(Entries taken from a collection)
# # # #
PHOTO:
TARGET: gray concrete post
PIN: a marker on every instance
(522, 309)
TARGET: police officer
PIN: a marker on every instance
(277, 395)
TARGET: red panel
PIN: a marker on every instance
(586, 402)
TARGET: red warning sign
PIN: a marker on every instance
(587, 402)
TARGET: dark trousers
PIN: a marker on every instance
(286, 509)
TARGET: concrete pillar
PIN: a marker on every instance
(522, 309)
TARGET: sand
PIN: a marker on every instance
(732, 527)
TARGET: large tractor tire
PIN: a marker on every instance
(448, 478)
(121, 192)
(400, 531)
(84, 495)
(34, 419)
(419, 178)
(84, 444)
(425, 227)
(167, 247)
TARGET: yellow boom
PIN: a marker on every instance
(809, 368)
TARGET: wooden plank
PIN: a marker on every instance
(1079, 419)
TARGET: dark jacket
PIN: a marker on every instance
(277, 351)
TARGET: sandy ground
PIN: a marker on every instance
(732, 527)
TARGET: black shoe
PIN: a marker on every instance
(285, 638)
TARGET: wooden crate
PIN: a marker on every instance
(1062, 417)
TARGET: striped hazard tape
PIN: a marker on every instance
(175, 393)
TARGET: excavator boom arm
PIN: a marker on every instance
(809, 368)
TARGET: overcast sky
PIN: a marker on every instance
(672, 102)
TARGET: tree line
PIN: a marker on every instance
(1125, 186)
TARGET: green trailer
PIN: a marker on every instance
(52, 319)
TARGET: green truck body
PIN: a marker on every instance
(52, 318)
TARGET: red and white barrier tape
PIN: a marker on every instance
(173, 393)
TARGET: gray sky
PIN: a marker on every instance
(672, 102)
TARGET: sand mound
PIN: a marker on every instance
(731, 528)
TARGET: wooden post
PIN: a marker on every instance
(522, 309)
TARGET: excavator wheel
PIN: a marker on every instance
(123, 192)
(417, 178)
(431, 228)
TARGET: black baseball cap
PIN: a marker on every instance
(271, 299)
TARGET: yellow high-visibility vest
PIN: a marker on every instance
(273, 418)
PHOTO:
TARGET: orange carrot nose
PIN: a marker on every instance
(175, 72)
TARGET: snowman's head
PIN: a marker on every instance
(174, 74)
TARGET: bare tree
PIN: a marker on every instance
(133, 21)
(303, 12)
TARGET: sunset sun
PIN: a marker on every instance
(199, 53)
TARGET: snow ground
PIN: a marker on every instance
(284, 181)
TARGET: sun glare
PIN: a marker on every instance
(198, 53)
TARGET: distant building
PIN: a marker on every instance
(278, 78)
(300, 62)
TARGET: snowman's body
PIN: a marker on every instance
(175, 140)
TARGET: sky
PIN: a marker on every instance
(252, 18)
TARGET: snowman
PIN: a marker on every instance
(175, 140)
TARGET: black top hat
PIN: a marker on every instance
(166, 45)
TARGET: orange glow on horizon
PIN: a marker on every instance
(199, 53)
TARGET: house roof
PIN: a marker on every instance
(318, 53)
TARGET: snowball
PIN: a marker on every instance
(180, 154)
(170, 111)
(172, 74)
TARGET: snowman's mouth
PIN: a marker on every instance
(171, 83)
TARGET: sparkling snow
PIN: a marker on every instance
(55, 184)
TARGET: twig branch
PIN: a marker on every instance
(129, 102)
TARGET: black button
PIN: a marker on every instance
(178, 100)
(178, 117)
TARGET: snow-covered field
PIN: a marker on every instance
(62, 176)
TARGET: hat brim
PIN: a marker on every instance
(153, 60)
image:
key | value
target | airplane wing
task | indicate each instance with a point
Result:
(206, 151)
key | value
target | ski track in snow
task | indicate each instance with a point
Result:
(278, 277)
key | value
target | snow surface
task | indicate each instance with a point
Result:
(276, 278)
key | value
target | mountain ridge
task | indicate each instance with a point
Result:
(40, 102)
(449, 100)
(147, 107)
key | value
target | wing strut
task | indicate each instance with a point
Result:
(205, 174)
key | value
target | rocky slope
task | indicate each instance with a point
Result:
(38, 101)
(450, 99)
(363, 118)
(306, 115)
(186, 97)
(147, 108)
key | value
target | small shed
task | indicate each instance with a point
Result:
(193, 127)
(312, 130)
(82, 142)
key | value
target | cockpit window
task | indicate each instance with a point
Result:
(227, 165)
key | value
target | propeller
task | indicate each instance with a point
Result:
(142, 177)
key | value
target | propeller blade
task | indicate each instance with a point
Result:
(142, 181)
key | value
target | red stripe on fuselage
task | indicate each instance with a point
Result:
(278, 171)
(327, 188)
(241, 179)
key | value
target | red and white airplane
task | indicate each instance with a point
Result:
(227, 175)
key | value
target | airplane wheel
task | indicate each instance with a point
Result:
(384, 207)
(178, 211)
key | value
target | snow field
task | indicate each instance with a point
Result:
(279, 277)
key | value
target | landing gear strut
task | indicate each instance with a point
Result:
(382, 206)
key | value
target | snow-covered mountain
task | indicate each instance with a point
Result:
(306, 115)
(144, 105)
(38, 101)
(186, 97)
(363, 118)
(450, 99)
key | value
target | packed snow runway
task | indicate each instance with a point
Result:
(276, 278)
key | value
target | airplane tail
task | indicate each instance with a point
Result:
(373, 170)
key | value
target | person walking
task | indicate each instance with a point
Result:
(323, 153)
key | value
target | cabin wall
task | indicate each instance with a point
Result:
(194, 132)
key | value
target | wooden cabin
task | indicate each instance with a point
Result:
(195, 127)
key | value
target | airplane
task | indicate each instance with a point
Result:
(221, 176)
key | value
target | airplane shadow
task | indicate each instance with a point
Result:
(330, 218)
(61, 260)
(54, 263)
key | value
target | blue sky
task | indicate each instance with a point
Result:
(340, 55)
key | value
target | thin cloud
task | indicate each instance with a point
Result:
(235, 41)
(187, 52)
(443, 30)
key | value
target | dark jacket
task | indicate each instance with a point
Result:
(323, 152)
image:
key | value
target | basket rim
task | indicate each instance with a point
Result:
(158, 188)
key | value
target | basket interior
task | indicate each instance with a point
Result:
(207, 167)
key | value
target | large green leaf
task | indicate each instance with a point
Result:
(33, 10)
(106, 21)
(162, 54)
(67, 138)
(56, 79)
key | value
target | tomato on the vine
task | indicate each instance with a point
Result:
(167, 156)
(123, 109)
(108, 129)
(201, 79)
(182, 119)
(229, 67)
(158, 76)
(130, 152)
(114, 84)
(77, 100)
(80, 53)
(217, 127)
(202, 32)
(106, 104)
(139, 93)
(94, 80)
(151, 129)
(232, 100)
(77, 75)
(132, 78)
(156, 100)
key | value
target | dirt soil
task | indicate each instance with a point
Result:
# # # #
* Task statement:
Identify the lines in the entries above that contain "mountain", then copy them out.

* Exercise answer:
target | mountain ridge
target | snow-covered mountain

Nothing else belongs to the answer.